**What is being asked**. Write out exactly the lines running from the one that contains "Please trace the outline of every instance of the shrub." through the end of the material.

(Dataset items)
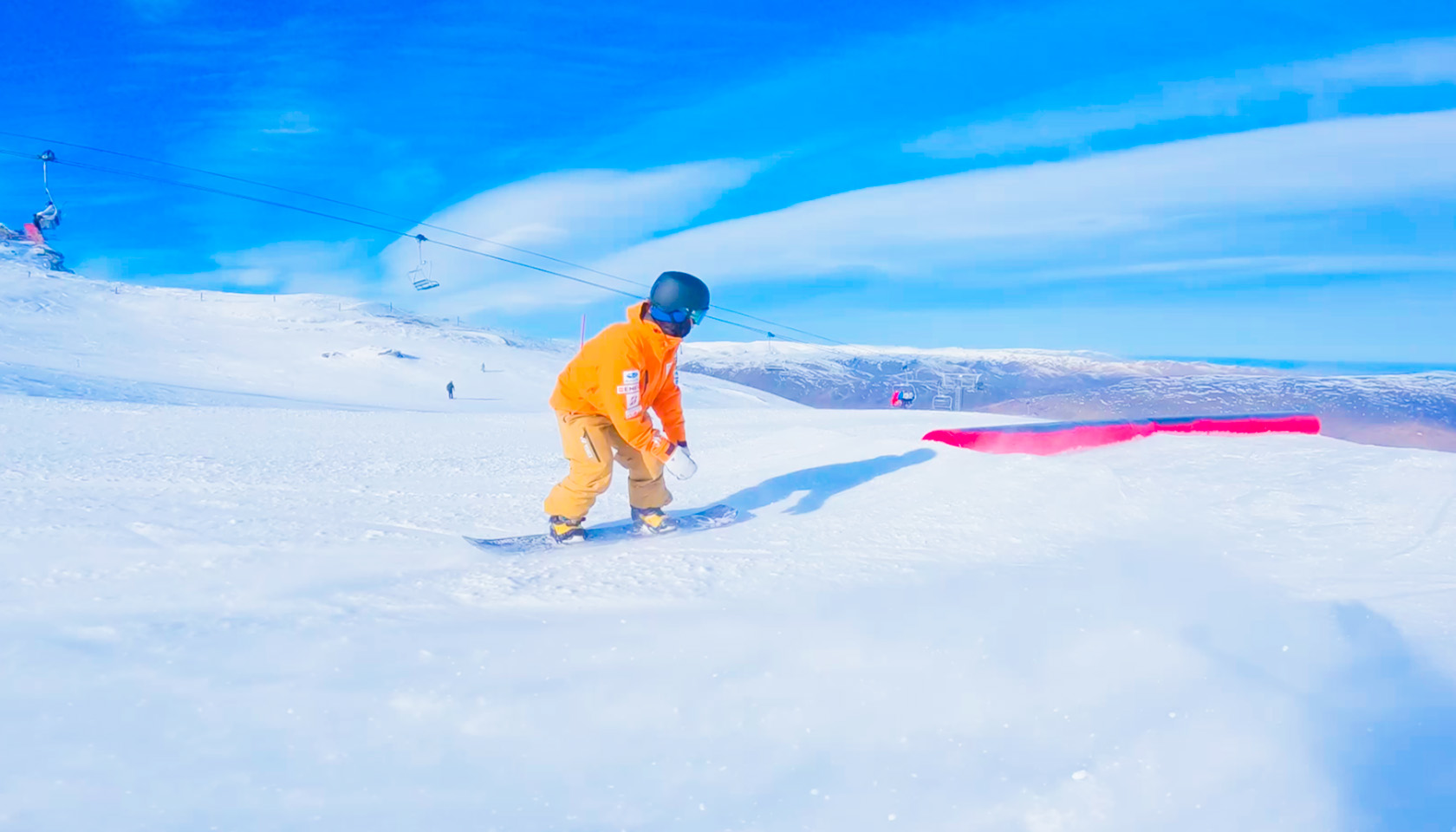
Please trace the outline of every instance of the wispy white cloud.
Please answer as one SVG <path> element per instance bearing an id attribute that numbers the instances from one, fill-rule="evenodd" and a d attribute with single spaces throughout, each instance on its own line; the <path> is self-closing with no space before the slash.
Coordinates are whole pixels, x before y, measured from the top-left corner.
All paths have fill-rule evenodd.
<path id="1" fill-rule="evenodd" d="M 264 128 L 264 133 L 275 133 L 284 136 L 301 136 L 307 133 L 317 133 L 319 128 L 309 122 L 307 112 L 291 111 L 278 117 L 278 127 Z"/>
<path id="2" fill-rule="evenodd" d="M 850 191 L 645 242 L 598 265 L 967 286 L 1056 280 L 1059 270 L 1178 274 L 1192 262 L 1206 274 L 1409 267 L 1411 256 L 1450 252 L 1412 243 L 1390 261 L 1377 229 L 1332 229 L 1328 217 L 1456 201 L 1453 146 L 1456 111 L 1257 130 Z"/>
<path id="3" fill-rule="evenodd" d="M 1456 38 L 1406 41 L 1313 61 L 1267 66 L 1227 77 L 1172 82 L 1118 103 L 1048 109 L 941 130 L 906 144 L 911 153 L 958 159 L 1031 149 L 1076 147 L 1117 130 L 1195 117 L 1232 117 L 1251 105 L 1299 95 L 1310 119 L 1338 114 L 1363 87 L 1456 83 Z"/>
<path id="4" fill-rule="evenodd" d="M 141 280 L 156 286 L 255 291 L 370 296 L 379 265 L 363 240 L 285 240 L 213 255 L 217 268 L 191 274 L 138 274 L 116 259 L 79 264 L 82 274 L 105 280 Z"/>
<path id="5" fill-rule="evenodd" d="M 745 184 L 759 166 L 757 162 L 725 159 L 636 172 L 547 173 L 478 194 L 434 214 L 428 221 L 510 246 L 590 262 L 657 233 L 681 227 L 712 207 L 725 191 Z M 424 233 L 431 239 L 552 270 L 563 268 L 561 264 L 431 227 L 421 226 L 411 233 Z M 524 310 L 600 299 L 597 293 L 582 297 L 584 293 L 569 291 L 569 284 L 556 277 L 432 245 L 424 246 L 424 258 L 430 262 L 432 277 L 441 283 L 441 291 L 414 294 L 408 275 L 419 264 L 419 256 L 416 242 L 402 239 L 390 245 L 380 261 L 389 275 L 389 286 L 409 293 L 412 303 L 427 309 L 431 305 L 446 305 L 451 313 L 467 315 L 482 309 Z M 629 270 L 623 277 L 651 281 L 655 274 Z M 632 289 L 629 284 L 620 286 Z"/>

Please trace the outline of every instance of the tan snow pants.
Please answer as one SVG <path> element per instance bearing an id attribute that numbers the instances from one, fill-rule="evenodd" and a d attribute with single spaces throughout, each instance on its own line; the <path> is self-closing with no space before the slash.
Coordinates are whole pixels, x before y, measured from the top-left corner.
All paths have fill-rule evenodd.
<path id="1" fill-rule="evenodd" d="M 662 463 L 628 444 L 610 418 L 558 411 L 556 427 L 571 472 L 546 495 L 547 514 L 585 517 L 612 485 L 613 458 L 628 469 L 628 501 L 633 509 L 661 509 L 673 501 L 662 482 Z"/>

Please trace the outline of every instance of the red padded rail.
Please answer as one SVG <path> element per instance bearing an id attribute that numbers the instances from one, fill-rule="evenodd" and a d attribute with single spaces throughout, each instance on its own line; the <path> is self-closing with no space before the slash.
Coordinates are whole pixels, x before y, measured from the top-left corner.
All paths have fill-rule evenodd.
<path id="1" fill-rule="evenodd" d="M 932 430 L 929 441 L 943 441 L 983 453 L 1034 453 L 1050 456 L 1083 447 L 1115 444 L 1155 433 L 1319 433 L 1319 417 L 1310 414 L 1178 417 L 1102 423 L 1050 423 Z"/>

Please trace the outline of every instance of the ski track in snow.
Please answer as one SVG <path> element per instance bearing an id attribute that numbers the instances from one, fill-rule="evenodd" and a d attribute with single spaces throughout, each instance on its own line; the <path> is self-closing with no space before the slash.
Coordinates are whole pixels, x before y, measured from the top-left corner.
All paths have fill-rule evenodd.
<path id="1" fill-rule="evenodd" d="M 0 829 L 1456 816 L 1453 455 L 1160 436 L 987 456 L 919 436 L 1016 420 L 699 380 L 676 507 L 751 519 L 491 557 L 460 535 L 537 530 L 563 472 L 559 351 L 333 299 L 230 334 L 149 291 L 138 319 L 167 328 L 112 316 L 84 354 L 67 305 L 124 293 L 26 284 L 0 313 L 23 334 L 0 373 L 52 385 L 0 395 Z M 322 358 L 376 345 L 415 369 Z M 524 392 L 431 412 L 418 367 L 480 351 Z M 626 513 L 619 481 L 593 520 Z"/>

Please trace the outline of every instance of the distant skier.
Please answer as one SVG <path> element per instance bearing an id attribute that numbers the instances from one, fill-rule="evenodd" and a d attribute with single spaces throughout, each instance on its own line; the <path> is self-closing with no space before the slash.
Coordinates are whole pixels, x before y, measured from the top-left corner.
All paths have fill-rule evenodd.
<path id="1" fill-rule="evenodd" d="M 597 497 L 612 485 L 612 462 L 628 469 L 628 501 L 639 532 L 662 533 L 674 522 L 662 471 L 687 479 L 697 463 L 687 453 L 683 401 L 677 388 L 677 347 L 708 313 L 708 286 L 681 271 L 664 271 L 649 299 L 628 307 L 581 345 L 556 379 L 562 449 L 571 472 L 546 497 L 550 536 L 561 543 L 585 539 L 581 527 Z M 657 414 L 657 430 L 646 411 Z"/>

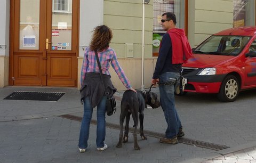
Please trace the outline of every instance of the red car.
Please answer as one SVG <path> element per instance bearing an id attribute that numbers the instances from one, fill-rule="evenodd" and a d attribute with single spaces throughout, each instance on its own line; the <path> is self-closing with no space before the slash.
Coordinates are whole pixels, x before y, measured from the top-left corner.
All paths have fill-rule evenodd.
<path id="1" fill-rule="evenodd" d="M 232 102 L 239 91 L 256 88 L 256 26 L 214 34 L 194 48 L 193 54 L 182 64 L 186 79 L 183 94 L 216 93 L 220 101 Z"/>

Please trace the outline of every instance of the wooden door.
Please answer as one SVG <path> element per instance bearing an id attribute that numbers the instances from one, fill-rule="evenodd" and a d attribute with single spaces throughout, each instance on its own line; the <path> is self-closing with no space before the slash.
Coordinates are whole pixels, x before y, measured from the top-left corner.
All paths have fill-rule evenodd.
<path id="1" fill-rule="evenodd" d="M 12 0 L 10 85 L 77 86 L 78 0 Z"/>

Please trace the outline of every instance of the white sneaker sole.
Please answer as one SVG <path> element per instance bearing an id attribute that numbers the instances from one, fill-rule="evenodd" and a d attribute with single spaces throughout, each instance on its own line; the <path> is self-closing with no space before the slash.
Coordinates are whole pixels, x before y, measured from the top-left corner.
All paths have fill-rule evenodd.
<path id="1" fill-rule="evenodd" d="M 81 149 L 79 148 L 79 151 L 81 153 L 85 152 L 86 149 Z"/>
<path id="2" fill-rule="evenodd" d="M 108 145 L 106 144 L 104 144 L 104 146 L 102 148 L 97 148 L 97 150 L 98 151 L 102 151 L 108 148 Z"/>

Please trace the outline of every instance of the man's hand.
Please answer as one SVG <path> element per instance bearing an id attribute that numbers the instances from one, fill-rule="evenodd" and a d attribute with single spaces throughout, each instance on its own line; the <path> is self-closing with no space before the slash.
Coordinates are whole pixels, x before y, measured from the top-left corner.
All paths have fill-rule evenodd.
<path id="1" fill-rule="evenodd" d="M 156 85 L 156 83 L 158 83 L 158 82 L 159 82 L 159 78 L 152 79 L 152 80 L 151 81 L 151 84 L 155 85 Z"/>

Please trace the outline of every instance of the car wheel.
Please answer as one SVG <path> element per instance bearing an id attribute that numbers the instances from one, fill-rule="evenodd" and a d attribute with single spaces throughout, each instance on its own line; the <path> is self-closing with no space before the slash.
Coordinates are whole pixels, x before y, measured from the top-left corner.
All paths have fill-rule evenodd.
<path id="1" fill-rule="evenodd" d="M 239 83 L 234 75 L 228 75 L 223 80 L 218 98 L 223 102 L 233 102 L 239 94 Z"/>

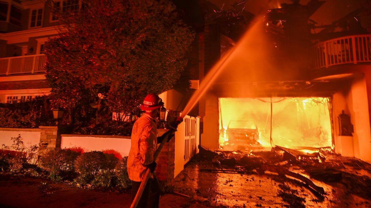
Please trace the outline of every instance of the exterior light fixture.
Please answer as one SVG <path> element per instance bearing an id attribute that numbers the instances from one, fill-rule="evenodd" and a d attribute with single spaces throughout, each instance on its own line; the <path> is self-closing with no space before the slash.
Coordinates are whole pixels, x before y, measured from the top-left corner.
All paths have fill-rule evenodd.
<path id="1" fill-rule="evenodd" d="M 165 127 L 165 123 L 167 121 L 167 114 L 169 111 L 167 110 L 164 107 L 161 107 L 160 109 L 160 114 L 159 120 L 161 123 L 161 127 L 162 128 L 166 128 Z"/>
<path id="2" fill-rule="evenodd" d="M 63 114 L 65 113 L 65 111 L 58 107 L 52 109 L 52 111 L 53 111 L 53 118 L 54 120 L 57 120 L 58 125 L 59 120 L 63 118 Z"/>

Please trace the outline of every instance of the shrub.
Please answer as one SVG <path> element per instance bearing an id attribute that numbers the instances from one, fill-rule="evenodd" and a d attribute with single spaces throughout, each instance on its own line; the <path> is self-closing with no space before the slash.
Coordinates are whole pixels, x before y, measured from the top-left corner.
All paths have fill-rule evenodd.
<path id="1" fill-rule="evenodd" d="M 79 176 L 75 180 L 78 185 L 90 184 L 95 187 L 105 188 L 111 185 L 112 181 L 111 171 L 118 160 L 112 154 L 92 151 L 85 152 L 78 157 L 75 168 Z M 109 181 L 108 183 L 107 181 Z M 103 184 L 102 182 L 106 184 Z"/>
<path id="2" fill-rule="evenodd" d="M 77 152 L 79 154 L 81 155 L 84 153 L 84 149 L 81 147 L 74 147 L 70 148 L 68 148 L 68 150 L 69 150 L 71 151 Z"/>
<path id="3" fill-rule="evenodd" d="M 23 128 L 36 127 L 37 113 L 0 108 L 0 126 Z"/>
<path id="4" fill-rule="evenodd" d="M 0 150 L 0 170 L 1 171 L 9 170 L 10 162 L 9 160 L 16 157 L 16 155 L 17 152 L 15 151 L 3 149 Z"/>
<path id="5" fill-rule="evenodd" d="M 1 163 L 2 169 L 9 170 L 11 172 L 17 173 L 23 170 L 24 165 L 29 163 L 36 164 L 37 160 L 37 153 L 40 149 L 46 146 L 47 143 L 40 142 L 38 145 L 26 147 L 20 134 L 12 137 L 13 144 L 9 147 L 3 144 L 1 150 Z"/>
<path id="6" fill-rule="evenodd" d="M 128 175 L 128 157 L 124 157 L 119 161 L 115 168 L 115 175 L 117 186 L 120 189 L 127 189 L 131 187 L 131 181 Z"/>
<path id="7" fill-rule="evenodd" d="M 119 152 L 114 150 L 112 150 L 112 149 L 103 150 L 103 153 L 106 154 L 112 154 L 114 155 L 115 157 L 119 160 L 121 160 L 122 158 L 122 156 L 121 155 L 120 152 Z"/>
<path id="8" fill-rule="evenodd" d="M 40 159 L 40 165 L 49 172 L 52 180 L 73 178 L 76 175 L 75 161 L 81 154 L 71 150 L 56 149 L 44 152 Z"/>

**Answer for the task**.
Please trace the outline of every instance of the shrub.
Please answer as one SVG <path> element per instance bearing an id attribute that numbers the instances from one, fill-rule="evenodd" and a d attribute with single spaces throughout, each instance on its own line; the <path> is self-closing with no space before the slash.
Coordinates are whole pixels, x before y, measured from the top-left corner.
All paths have fill-rule evenodd.
<path id="1" fill-rule="evenodd" d="M 79 176 L 75 180 L 78 185 L 90 184 L 95 187 L 105 188 L 111 185 L 112 181 L 111 171 L 118 160 L 112 154 L 92 151 L 85 152 L 78 157 L 75 168 Z M 109 181 L 108 183 L 107 181 Z M 103 184 L 102 182 L 106 184 Z"/>
<path id="2" fill-rule="evenodd" d="M 77 152 L 79 154 L 81 155 L 84 153 L 84 149 L 81 147 L 74 147 L 70 148 L 68 148 L 68 150 L 69 150 L 71 151 Z"/>
<path id="3" fill-rule="evenodd" d="M 23 128 L 36 127 L 37 113 L 0 108 L 0 126 Z"/>
<path id="4" fill-rule="evenodd" d="M 0 150 L 0 170 L 1 171 L 9 170 L 10 162 L 9 160 L 16 157 L 16 155 L 17 152 L 15 151 L 3 149 Z"/>
<path id="5" fill-rule="evenodd" d="M 1 163 L 2 169 L 9 170 L 11 172 L 17 173 L 23 170 L 24 165 L 29 163 L 36 164 L 37 160 L 37 153 L 40 149 L 46 146 L 47 143 L 40 142 L 38 145 L 26 147 L 20 134 L 12 137 L 13 144 L 9 147 L 3 144 L 1 150 Z"/>
<path id="6" fill-rule="evenodd" d="M 128 175 L 128 157 L 124 157 L 119 161 L 115 168 L 115 175 L 117 186 L 120 189 L 127 189 L 131 187 L 131 181 Z"/>
<path id="7" fill-rule="evenodd" d="M 119 152 L 114 150 L 112 150 L 112 149 L 103 150 L 103 153 L 106 154 L 112 154 L 114 155 L 115 157 L 119 160 L 121 160 L 122 158 L 122 156 L 121 155 L 120 152 Z"/>
<path id="8" fill-rule="evenodd" d="M 40 159 L 40 165 L 49 172 L 52 180 L 73 178 L 76 175 L 75 161 L 81 154 L 71 150 L 56 149 L 44 152 Z"/>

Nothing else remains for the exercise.